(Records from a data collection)
_ _ _ _
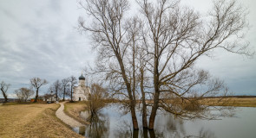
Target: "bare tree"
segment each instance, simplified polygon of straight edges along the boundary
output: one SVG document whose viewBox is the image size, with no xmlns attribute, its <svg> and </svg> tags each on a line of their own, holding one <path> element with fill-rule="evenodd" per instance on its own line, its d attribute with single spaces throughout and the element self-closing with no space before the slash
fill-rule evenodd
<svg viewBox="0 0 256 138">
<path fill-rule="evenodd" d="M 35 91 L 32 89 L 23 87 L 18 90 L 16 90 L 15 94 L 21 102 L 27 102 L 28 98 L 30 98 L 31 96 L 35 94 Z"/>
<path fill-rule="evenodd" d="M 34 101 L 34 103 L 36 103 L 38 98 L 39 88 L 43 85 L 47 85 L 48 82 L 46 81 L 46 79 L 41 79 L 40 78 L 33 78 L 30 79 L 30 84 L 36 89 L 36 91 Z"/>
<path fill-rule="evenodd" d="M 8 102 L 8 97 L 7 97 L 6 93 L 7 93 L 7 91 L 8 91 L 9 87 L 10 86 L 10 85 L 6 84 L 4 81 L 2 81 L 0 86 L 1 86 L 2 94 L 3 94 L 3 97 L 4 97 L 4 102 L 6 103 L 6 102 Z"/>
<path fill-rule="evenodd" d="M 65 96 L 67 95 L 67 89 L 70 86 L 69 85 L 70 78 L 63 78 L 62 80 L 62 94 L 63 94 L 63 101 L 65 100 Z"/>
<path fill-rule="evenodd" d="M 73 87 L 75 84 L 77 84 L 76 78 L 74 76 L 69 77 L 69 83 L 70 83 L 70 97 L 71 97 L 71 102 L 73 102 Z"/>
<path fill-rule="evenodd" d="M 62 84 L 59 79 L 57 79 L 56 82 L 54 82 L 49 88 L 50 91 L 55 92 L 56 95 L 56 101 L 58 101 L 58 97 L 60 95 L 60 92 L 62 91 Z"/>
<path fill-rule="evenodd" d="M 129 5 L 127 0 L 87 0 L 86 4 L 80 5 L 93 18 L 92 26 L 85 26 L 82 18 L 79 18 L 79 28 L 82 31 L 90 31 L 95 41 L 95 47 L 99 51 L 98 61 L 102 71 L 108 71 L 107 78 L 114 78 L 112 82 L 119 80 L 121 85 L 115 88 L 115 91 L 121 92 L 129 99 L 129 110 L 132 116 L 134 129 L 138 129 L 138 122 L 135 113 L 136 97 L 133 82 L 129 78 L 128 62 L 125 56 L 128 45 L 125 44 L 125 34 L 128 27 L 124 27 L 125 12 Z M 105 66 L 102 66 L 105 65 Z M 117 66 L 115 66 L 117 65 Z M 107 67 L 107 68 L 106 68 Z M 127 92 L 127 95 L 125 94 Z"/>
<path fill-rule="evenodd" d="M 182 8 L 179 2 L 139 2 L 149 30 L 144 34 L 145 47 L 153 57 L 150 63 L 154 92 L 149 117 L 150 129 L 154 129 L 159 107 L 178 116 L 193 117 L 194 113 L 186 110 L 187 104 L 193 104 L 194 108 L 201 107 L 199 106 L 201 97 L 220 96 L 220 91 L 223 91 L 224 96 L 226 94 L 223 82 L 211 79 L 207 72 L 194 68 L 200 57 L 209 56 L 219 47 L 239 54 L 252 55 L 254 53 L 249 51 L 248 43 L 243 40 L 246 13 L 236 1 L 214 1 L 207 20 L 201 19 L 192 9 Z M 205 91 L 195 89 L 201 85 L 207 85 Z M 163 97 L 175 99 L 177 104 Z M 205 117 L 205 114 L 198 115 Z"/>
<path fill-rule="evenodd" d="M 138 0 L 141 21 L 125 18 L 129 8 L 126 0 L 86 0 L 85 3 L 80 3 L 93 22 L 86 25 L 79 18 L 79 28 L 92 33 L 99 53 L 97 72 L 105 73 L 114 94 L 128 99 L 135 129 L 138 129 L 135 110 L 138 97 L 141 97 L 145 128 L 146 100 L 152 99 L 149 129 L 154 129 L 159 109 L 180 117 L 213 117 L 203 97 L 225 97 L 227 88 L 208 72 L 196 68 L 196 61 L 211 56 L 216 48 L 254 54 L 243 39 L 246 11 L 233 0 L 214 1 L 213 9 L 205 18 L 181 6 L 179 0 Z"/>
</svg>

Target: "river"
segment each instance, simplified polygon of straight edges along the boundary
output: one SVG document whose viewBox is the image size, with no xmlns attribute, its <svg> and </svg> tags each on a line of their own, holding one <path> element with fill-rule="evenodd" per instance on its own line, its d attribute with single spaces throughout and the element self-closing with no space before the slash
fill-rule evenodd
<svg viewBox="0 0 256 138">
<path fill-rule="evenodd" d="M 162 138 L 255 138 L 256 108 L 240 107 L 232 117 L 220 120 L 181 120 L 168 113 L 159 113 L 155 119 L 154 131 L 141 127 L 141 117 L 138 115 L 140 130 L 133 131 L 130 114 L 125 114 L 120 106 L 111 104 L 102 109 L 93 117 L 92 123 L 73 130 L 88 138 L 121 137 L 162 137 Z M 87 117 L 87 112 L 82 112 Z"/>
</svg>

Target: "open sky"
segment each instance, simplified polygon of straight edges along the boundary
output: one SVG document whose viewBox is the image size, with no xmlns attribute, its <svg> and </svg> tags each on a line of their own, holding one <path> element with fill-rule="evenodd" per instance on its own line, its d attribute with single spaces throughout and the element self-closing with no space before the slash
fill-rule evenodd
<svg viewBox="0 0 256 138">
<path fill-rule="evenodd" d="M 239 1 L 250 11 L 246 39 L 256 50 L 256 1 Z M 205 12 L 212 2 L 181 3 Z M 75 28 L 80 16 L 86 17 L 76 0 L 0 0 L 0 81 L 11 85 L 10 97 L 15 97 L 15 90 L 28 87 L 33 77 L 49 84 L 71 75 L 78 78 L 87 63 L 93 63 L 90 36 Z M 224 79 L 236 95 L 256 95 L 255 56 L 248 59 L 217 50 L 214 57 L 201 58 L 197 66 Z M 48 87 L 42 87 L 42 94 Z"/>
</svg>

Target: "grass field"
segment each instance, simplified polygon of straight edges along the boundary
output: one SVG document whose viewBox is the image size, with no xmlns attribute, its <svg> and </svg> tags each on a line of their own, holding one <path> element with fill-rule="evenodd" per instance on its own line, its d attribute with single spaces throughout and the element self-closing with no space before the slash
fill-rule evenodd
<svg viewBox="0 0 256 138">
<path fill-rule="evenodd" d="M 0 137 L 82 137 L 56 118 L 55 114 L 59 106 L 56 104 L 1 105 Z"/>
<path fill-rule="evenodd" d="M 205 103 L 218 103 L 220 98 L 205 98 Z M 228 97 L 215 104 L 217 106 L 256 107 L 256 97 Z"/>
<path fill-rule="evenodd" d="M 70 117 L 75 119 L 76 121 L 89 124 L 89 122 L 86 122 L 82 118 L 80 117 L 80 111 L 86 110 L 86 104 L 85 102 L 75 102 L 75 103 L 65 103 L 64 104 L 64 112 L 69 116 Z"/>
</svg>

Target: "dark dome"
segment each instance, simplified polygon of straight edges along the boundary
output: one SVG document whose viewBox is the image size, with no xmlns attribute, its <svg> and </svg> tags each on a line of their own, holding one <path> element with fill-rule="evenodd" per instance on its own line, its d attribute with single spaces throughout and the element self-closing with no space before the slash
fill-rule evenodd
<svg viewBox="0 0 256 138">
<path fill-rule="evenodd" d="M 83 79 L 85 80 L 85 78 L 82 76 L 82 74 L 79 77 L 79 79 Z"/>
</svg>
_ _ _ _
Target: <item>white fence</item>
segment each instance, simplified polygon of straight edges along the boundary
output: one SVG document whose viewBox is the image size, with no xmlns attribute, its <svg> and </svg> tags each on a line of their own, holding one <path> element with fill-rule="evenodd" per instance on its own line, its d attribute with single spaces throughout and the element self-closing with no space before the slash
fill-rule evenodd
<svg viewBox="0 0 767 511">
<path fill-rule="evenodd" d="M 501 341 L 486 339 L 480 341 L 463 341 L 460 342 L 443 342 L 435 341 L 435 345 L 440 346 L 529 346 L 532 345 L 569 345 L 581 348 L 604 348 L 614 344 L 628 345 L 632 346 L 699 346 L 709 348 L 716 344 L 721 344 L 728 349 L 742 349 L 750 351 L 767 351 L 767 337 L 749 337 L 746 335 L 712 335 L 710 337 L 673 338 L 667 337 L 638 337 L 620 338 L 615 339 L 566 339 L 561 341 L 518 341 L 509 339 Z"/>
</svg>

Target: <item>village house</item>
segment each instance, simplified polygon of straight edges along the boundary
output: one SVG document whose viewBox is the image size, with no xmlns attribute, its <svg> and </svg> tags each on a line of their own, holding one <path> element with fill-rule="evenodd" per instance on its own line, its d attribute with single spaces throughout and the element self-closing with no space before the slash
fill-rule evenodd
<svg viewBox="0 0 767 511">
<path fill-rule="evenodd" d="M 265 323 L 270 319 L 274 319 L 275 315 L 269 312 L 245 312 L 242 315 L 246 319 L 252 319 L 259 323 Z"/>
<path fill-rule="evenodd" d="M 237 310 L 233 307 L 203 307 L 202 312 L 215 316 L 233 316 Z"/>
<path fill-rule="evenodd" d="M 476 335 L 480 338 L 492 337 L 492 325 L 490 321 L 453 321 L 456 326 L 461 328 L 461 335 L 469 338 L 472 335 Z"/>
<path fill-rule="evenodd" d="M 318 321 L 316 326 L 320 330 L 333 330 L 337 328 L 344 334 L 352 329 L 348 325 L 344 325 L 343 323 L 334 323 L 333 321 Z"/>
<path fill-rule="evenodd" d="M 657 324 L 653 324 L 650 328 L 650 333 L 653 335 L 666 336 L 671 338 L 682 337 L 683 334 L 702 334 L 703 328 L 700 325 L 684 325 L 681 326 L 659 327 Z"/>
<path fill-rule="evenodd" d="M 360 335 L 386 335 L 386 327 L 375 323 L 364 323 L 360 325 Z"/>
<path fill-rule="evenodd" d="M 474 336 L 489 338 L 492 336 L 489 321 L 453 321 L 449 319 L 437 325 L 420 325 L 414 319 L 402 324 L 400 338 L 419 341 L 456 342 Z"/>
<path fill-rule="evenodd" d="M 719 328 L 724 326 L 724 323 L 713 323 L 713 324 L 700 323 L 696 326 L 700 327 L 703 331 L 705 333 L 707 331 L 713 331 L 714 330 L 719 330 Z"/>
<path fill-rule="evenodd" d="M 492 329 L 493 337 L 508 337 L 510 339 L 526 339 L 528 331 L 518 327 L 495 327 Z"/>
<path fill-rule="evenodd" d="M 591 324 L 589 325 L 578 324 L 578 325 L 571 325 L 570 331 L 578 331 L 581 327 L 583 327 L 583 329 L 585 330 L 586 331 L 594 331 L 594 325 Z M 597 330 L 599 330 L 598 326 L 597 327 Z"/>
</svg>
_ _ _ _
Stated problem: How many lines above contain the string "Target"? Case counts. Reply with the number alone.

The solution: 7